_Problem requirements_: Reproduce the records exactly through the line with "form [(687, 738)].".
╭─ Task data
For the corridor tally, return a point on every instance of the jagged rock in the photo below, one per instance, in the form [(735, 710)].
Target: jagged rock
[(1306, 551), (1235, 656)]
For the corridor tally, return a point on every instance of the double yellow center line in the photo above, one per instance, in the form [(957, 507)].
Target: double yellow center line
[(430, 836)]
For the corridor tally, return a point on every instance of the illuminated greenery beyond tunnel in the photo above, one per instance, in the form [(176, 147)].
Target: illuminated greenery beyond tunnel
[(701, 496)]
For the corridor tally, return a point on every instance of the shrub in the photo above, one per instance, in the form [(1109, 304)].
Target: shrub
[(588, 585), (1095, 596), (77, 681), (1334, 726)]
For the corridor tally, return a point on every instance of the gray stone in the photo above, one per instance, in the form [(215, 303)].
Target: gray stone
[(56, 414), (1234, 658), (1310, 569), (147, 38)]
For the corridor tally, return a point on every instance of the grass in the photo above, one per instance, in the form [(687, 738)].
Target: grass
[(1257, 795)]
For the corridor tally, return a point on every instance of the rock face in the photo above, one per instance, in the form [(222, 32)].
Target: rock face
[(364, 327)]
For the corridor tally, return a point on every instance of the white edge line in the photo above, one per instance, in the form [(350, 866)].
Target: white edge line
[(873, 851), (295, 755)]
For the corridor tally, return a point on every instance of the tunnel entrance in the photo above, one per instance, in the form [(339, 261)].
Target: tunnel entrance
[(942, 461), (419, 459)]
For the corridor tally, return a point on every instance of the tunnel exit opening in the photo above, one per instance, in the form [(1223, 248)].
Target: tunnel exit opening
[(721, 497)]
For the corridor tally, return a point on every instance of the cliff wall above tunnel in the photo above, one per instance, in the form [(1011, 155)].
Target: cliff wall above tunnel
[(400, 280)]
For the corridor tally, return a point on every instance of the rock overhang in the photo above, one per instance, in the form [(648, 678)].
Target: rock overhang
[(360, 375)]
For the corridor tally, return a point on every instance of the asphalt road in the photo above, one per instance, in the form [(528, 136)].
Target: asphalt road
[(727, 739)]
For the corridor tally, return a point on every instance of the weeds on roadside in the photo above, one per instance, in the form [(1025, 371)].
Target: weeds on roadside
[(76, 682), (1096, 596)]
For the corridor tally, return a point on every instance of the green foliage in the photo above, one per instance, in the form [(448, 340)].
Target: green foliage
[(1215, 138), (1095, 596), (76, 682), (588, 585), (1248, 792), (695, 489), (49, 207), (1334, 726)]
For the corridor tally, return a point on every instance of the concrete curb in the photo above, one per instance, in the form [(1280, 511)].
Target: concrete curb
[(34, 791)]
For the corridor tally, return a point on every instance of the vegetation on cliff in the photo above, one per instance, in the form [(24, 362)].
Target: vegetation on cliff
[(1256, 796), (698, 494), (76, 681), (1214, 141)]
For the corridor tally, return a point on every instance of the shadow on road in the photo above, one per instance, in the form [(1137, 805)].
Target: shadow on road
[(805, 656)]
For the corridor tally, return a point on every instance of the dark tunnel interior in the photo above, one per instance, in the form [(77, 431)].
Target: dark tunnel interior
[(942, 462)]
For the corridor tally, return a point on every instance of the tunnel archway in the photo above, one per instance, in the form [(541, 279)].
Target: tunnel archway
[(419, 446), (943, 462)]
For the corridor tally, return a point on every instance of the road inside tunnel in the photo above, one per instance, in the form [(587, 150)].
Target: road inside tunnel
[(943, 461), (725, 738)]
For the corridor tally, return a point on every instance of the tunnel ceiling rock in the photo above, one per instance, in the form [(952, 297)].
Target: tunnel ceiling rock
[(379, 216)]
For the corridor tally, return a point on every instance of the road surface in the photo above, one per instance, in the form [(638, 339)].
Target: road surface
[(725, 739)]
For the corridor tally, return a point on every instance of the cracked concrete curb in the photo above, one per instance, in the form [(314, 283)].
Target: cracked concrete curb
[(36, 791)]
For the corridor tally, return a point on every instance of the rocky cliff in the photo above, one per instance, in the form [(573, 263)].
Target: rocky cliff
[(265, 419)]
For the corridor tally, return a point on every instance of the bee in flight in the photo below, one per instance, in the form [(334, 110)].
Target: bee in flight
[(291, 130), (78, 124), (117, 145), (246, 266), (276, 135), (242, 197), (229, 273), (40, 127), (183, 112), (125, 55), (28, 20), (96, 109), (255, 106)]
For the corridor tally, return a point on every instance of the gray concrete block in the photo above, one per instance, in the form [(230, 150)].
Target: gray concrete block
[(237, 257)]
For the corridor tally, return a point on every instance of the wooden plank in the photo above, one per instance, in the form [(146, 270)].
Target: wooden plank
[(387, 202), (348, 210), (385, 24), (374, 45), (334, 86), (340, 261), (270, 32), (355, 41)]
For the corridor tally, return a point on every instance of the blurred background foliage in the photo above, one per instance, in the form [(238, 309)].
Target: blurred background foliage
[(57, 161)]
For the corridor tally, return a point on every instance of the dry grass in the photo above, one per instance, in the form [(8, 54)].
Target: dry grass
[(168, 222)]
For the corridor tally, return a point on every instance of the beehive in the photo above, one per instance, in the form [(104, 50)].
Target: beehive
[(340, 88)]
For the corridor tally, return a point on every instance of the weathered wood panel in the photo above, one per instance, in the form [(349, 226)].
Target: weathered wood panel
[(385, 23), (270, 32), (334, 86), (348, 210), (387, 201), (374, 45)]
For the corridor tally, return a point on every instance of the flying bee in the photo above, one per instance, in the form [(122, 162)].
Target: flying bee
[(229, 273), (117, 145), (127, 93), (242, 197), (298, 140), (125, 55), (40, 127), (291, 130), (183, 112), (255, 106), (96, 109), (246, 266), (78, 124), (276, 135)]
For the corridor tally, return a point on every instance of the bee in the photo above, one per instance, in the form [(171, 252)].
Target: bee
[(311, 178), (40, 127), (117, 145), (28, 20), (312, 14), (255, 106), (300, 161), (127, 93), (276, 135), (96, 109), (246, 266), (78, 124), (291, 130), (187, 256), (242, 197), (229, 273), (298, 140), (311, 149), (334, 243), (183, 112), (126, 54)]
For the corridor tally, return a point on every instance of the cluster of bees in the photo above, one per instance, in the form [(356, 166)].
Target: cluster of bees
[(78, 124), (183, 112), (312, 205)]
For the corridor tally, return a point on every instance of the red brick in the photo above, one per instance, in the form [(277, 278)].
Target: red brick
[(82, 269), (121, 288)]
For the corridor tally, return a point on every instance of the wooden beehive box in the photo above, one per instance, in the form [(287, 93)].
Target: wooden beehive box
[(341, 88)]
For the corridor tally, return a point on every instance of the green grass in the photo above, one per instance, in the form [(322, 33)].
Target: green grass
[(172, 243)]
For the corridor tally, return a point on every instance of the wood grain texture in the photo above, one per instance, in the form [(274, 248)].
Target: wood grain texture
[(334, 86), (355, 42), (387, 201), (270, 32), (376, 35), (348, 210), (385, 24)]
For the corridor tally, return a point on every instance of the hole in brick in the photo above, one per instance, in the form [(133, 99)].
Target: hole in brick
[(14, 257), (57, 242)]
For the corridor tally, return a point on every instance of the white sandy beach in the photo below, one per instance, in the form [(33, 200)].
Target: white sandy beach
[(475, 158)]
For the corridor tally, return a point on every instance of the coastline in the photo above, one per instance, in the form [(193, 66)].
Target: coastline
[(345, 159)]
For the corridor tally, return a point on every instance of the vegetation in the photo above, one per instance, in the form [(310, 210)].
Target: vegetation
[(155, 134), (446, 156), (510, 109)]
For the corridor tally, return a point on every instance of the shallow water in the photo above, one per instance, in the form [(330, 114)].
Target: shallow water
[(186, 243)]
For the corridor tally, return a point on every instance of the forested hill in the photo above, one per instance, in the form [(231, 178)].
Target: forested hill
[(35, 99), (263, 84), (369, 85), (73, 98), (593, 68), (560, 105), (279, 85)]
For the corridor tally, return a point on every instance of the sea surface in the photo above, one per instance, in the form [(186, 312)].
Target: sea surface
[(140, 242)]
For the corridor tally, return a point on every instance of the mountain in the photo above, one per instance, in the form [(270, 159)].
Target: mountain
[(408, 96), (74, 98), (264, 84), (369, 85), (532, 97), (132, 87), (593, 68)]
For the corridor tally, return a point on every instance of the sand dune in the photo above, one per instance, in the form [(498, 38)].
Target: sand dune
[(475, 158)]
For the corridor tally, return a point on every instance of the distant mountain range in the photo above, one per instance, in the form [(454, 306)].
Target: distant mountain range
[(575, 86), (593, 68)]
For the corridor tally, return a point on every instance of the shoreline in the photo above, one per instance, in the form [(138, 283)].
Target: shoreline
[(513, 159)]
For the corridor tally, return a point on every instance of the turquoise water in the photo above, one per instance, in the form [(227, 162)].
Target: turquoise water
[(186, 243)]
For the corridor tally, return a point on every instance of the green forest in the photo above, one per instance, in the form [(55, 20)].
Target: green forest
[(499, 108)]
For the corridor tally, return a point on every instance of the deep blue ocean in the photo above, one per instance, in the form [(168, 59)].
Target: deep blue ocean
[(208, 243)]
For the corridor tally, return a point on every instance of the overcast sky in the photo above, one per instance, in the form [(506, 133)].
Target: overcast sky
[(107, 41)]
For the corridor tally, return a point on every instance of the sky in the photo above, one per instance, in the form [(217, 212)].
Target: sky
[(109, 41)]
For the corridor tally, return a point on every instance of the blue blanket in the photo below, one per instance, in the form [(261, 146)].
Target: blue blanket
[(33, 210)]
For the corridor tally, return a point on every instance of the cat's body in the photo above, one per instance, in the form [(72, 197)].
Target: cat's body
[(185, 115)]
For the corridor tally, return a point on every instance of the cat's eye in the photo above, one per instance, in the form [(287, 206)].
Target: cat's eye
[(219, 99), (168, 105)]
╰─
_Answer below_:
For the corridor tally, return a point on every instance of the jagged rock in the photo below, one per instance, in the form [(735, 710)].
Target: jagged rock
[(1306, 551), (1235, 656)]
For the corridor tally, return a point on every instance of the double yellow center line in the photo above, one per instance, in the form [(957, 507)].
Target: double yellow center line
[(430, 836)]
For the corridor tally, return a point on every instance of the illuminated greenery beyond tunnel in the photo above, one per instance, in the form [(176, 147)].
Target: illuminated greenery beyond tunnel
[(701, 496)]
For the corridor tally, return a point on every instance of the shrub in the photo above, one per instance, in the form [(1109, 304)].
Target: shrub
[(588, 585), (1095, 596), (77, 681), (1334, 726)]
For the corridor tally, return a point on every instance of the gray stone in the photo above, one per instance, in the form [(215, 303)].
Target: gray stone
[(56, 414), (1234, 658), (1310, 569), (147, 38)]
For the corridor tally, return a point on every instance of the grass in the photo above, one per instance, in the form [(687, 738)].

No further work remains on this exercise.